[[ Data for this task, beginning ]]

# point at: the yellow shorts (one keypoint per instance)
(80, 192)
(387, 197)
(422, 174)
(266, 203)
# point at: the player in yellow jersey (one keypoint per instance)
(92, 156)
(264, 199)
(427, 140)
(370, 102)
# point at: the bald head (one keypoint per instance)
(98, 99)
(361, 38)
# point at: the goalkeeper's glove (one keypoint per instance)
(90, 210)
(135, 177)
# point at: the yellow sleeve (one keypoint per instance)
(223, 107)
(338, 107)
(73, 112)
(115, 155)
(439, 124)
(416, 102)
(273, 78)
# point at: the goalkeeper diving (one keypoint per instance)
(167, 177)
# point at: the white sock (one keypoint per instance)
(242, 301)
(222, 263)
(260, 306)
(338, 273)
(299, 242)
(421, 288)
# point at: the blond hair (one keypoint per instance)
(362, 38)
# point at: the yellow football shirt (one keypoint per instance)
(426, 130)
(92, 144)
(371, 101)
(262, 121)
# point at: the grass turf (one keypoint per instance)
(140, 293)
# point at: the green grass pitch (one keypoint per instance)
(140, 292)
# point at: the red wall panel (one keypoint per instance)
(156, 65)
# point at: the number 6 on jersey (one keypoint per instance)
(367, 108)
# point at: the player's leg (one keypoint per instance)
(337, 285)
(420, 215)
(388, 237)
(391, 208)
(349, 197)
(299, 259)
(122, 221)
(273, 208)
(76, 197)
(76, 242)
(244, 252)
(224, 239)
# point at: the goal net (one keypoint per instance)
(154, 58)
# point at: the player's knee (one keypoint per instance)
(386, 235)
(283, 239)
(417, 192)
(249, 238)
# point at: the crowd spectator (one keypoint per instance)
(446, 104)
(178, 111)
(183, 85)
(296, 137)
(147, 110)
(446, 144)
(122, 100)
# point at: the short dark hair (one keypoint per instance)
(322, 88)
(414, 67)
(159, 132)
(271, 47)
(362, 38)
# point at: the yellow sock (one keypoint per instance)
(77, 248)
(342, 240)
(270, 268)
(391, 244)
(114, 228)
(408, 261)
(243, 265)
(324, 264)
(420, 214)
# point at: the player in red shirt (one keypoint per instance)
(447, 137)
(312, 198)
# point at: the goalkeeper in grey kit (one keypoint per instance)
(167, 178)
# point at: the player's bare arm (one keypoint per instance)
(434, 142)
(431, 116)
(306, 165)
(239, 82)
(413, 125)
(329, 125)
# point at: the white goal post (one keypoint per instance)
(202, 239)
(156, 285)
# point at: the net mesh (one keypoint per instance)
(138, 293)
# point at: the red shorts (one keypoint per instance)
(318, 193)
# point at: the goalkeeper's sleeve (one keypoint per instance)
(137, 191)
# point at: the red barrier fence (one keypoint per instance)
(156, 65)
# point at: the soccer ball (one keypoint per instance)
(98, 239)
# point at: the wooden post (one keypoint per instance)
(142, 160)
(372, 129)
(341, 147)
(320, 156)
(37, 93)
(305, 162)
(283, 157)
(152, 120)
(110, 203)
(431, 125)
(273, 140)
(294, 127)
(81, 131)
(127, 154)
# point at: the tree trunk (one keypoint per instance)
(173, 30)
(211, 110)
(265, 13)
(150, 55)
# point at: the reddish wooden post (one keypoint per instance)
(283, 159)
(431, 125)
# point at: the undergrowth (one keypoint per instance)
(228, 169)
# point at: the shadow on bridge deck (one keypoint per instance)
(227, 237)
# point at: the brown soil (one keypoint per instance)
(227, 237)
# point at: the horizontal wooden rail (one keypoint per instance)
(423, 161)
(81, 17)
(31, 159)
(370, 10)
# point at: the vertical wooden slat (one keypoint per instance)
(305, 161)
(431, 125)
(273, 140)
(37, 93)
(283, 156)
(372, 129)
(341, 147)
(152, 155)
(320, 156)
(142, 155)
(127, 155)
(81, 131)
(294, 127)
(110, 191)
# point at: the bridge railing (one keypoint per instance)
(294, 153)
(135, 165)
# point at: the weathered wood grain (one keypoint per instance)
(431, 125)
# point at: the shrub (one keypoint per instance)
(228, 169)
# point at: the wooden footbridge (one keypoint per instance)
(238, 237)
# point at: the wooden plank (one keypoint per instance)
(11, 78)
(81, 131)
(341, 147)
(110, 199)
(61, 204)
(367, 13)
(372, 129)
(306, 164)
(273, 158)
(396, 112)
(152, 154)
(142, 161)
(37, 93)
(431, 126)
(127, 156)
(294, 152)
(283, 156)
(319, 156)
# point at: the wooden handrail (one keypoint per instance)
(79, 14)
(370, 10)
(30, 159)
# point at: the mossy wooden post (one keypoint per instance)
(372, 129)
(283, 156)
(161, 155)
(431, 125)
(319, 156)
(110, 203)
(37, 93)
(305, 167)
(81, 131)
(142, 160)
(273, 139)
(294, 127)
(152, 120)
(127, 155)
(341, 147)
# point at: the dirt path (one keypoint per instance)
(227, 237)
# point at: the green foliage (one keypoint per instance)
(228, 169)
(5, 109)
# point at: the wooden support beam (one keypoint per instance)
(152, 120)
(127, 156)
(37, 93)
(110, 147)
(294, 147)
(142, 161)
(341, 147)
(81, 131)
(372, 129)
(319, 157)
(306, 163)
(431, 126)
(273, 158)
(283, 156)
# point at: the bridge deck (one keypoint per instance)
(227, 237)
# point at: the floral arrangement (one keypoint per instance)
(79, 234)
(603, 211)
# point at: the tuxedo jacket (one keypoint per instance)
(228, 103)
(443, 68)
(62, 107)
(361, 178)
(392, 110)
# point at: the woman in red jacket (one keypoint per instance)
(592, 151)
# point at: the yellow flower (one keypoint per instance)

[[ Data for this task, end ]]

To do :: All of the data above needs to be written out again, exactly.

Response ::
# point at: the yellow shorts (one keypoint per instance)
(80, 192)
(387, 197)
(422, 174)
(266, 203)
# point at: the player in yellow jersey (one keypoint per instance)
(92, 156)
(264, 199)
(427, 140)
(370, 102)
# point at: the bald head (one keypoint per instance)
(98, 99)
(361, 38)
# point at: the goalkeeper's glove (one keypoint per instance)
(90, 210)
(135, 177)
# point at: the yellow sleeve (one keypoint per instance)
(223, 107)
(338, 107)
(73, 112)
(115, 155)
(439, 124)
(416, 102)
(273, 78)
# point at: the goalkeeper diving (one keypoint per instance)
(167, 177)
# point at: the white sock (one keypoint per instance)
(242, 301)
(222, 263)
(260, 306)
(338, 273)
(299, 242)
(421, 288)
# point at: the blond hair (one keypoint per instance)
(362, 38)
# point at: the yellow football shirt (one keypoint per instance)
(426, 130)
(92, 144)
(371, 101)
(262, 121)
# point at: the grass turf (one keypoint per instance)
(140, 293)
# point at: the green grass pitch (one keypoint per instance)
(140, 292)
# point at: the red wall panel (one keypoint per instance)
(156, 65)
# point at: the number 6 on jersey (one keypoint per instance)
(367, 108)
# point at: the player's leg (one keypoint per instance)
(337, 285)
(420, 215)
(388, 237)
(391, 208)
(349, 197)
(299, 259)
(122, 221)
(273, 208)
(76, 197)
(76, 242)
(244, 252)
(224, 239)
# point at: the goal net (one keypoint per instance)
(154, 58)
# point at: the player's knee (one keypoint per instance)
(386, 235)
(283, 239)
(417, 192)
(249, 238)
# point at: the crowd spectator (one keypoint per instance)
(446, 104)
(178, 111)
(183, 85)
(296, 137)
(147, 110)
(446, 144)
(122, 100)
# point at: the short dark hair (one keypoint per instance)
(322, 88)
(414, 67)
(159, 132)
(271, 47)
(362, 38)
# point at: the yellow sock (one keypoint per instance)
(77, 248)
(342, 240)
(270, 268)
(391, 244)
(114, 228)
(408, 261)
(243, 265)
(324, 264)
(420, 214)
# point at: the player in red shirt (one keypoint per instance)
(447, 137)
(312, 198)
# point at: the goalkeeper in grey kit (one keypoint per instance)
(167, 178)
# point at: the player's bare arm (one keypoint per instance)
(434, 142)
(431, 116)
(306, 165)
(239, 82)
(413, 125)
(329, 125)
# point at: the white goal post (one keypoint per instance)
(202, 239)
(156, 285)
# point at: the net mesh (one keypoint per instance)
(138, 293)
# point at: the red shorts (one keypoint per instance)
(318, 193)
# point at: the goalkeeper's sleeve (one keypoint per instance)
(137, 191)
# point at: the red barrier fence (one keypoint per instance)
(156, 65)
# point at: the soccer ball (one keypoint per instance)
(98, 239)
# point at: the wooden post (one keypoint per instance)
(142, 160)
(372, 129)
(341, 147)
(320, 156)
(37, 93)
(305, 162)
(283, 157)
(152, 120)
(110, 203)
(431, 125)
(273, 140)
(294, 127)
(81, 131)
(127, 154)
# point at: the tree trunk (one keypoint per instance)
(173, 30)
(211, 110)
(265, 13)
(150, 55)
# point at: the reddish wooden post (one keypoint per instance)
(283, 159)
(431, 125)
# point at: the undergrowth (one keypoint per instance)
(228, 169)
# point at: the shadow on bridge deck (one keypoint per instance)
(227, 237)
# point at: the brown soil (one keypoint per instance)
(227, 237)
# point at: the horizontal wooden rail (one keypoint per instance)
(423, 161)
(81, 17)
(31, 159)
(370, 10)
# point at: the vertical wooden slat (one keypoint per instance)
(305, 161)
(431, 125)
(273, 140)
(37, 93)
(283, 156)
(372, 129)
(341, 147)
(152, 155)
(320, 156)
(142, 155)
(127, 155)
(81, 131)
(294, 127)
(110, 191)
# point at: the bridge railing (one keypoint per instance)
(294, 153)
(135, 165)
# point at: the weathered wood grain (one keypoint per instance)
(431, 125)
# point at: the shrub (one keypoint per instance)
(228, 169)
# point at: the wooden footbridge (one keypoint per instance)
(238, 237)
# point at: the wooden plank (one keypoint per instance)
(11, 78)
(81, 131)
(341, 147)
(110, 199)
(61, 204)
(367, 13)
(372, 129)
(306, 164)
(273, 158)
(396, 112)
(152, 154)
(142, 161)
(37, 93)
(431, 126)
(127, 156)
(294, 152)
(283, 156)
(319, 156)
# point at: the wooden handrail (one keypoint per instance)
(79, 14)
(370, 10)
(30, 159)
# point at: the mossy wooden post (one keypoint per instance)
(372, 129)
(283, 156)
(161, 155)
(431, 125)
(319, 156)
(110, 203)
(37, 93)
(305, 167)
(81, 131)
(142, 160)
(273, 139)
(294, 127)
(152, 120)
(127, 155)
(341, 147)
# point at: the dirt path (one keypoint per instance)
(227, 237)
# point at: the green foliage (one keypoint per instance)
(228, 169)
(5, 109)
# point at: the wooden support beam (one keypoint per instance)
(152, 120)
(127, 156)
(37, 93)
(110, 147)
(294, 147)
(142, 161)
(341, 147)
(81, 131)
(372, 129)
(319, 157)
(306, 163)
(431, 126)
(273, 158)
(283, 156)
# point at: the bridge deck (one keypoint per instance)
(227, 237)
# point at: the floral arrangement (one keypoint per instance)
(79, 234)
(603, 211)
# point at: the tuxedo jacket (one keypoint per instance)
(228, 103)
(443, 68)
(62, 107)
(361, 178)
(392, 110)
# point at: the woman in red jacket (one keypoint per instance)
(592, 151)
# point at: the yellow flower (one keypoint per instance)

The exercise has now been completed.